In the listing below, rewrite the lines from the line containing "Objective — for the dark sky" through the end of the listing, changing "thickest" to "widest" and leaving everything else unchanged.
*-*-*
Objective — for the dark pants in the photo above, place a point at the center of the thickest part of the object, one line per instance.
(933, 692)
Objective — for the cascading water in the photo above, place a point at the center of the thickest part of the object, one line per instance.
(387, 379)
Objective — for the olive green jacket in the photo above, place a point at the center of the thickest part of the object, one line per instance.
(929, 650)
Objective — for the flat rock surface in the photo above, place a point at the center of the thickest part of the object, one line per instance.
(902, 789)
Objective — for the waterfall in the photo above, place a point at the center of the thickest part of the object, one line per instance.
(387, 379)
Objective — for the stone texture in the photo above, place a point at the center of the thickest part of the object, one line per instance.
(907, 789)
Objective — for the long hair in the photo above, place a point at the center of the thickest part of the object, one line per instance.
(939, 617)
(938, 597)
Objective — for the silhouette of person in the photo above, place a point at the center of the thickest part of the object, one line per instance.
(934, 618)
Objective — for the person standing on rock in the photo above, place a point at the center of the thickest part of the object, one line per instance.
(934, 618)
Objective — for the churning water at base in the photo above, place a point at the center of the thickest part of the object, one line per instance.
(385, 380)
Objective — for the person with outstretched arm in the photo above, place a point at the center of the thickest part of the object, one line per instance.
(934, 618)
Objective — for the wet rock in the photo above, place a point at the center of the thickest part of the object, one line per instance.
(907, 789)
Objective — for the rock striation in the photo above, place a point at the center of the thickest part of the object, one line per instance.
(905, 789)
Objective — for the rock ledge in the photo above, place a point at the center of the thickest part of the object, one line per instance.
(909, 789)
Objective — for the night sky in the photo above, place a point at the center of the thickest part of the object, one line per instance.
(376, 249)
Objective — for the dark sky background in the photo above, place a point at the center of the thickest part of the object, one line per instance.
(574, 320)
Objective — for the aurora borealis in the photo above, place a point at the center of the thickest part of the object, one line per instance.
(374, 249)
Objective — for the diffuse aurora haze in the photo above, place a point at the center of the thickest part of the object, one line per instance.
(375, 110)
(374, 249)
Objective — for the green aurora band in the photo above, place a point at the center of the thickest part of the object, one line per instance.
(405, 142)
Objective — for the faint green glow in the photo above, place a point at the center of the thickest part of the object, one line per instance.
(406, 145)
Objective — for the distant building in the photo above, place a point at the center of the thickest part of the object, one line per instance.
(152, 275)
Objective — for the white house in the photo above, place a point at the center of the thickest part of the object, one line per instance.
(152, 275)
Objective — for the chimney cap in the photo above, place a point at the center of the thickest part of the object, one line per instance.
*-*-*
Written solution -
Objective — for the dark sky background in the photo above, place a point at the center of the widest part of the object, one line per instance.
(574, 320)
Objective — for the aurora borealis in the photo above, place a point at the center of the widest part of the object, one line per instance.
(374, 249)
Objective — for the diffuse aurora haze in the photo above, place a point at the center of the widest part of the object, one line per instance.
(375, 110)
(374, 249)
Objective — for the green aurora band in the photo above, place a point at the center of the widest part of the object, one line per instance.
(405, 142)
Objective — for the faint green glow in the photo above, place a point at the center of the widest part of the object, one line per instance.
(406, 145)
Objective — for the distant building in the photo above, place a point at the center of the widest part of the object, one line per instance.
(152, 275)
Objective — for the white house in the photo above, place a point at the center of the widest part of the object, one line per instance.
(152, 275)
Objective — for the chimney cap in the photo above, place a point at the center of the widest part of the object, one line per instance.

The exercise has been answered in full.